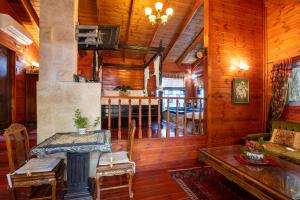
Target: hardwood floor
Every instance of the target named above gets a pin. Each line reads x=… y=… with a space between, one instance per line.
x=151 y=185
x=147 y=185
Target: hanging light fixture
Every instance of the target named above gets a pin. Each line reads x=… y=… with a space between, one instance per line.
x=158 y=18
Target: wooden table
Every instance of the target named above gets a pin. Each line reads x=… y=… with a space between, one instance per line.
x=265 y=182
x=77 y=148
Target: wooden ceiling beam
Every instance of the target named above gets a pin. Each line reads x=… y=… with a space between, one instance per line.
x=156 y=28
x=130 y=13
x=183 y=25
x=98 y=11
x=191 y=47
x=31 y=12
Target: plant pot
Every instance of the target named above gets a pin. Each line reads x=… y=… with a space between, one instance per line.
x=255 y=155
x=124 y=93
x=82 y=131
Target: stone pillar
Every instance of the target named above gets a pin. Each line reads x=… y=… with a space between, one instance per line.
x=58 y=47
x=57 y=96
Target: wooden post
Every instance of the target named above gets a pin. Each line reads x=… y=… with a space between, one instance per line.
x=193 y=117
x=176 y=126
x=159 y=119
x=129 y=112
x=149 y=119
x=185 y=120
x=109 y=114
x=140 y=119
x=168 y=118
x=119 y=121
x=200 y=118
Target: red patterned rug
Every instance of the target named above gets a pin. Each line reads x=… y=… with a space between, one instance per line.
x=213 y=186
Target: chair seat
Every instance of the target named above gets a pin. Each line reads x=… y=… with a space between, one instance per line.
x=120 y=164
x=114 y=158
x=36 y=165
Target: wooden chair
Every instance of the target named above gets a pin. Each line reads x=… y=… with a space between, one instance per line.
x=23 y=170
x=116 y=164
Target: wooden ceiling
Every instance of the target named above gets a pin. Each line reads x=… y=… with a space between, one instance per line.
x=176 y=36
x=181 y=37
x=26 y=15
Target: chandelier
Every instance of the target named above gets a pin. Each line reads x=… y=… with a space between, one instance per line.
x=158 y=18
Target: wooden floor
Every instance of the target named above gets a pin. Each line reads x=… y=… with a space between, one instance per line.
x=147 y=185
x=151 y=185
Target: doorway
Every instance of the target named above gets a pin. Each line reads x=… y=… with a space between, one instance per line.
x=5 y=88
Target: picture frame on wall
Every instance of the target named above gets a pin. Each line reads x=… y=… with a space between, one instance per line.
x=240 y=91
x=294 y=85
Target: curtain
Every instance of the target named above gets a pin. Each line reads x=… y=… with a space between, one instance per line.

================

» What is expected
Starting from the line with "Target: red patterned rug" and ending with the final line of the data, quote every line exactly, both ends included.

» Output below
Target: red patterned rug
Every instance of the target named above gets a pin. Each line reads x=… y=… with a space between, one instance per line.
x=213 y=186
Target: chair seat
Every instance of the target named above gets a pin. Each line reads x=… y=… with a space between, one instance per line.
x=120 y=164
x=114 y=158
x=36 y=165
Target: wooden chair
Every instance of the target named above gets a pin. Each line reads x=… y=… with a space between, one instance per line.
x=23 y=170
x=116 y=164
Target: wooden ceiling
Every instance of the target named above gets a pin. Each line reads x=… y=… with a space between, one instance per line.
x=176 y=36
x=181 y=37
x=26 y=15
Target: chandelier
Every instance of the target named above gets a pin. Each line reads x=… y=… with a space between, one instance per line.
x=158 y=18
Target: wooden floor
Every instance of the target named above gets a pin. Each line reads x=… y=… with a space between, one instance per line.
x=147 y=185
x=151 y=185
Target: doorway
Every instance of the target named above gets a pin. Each line reads x=… y=… with a space between, one instance per line.
x=5 y=88
Target: picture frame on wall
Every instance of the target named above gets a pin. Each line reads x=… y=… with a space between, one instance per line.
x=240 y=91
x=294 y=85
Target: curtain
Every instance of the target named above gets a pin. Each line reads x=… y=… with a space between, one instance per line.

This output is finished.